#### WRITTEN TASK
Retype the full listing below without changing a word, leaving out the pictures.

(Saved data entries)
· · · ·

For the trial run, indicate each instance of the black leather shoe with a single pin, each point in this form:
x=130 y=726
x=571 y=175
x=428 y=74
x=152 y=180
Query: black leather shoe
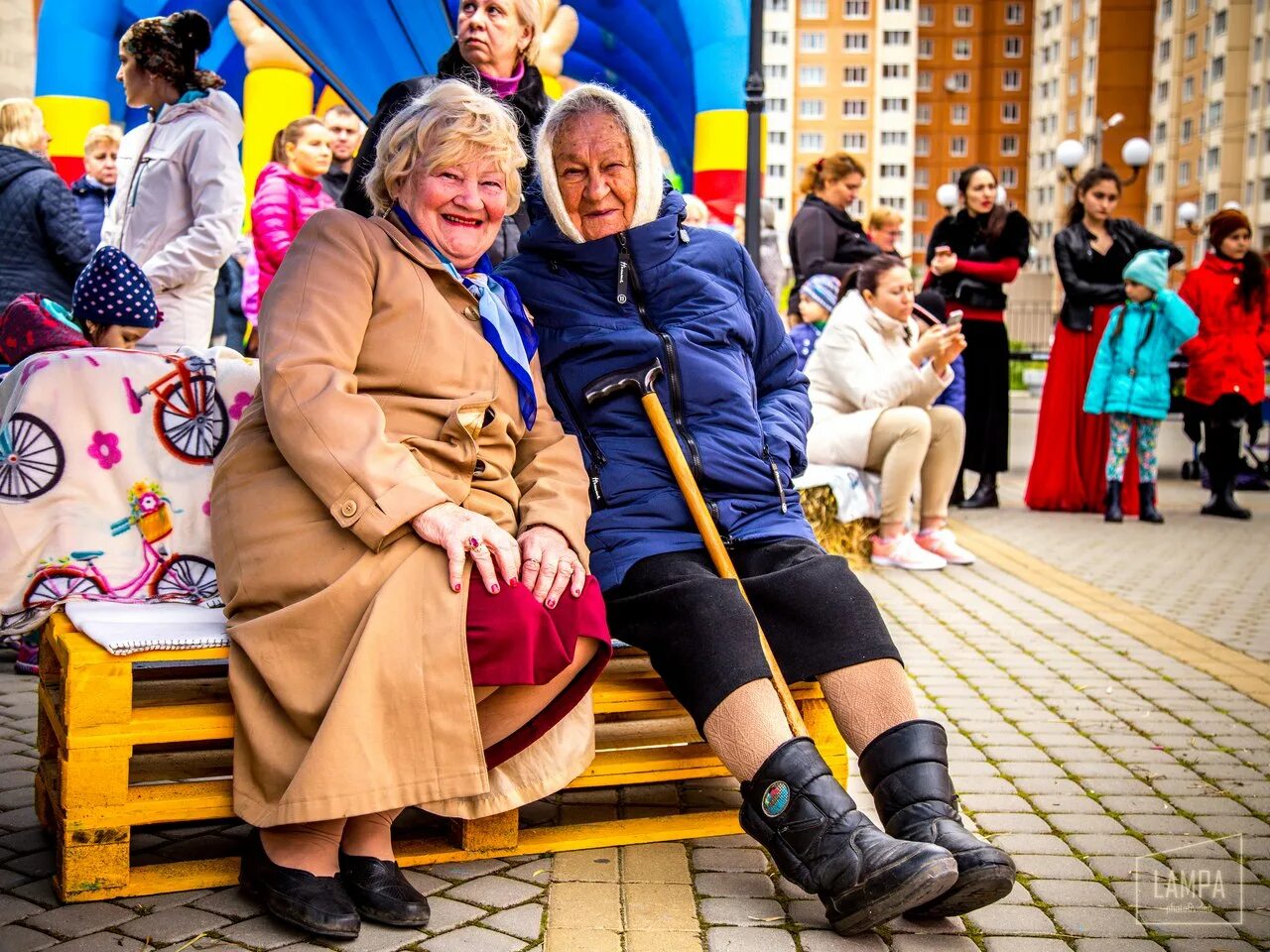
x=906 y=770
x=316 y=902
x=381 y=892
x=818 y=838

· · · ·

#### TASK RESULT
For the trial run, indicate each instance of the black leather shoe with a single pin, each point in this form:
x=130 y=726
x=571 y=175
x=428 y=74
x=152 y=180
Query: black leather shoe
x=906 y=770
x=316 y=902
x=381 y=892
x=818 y=838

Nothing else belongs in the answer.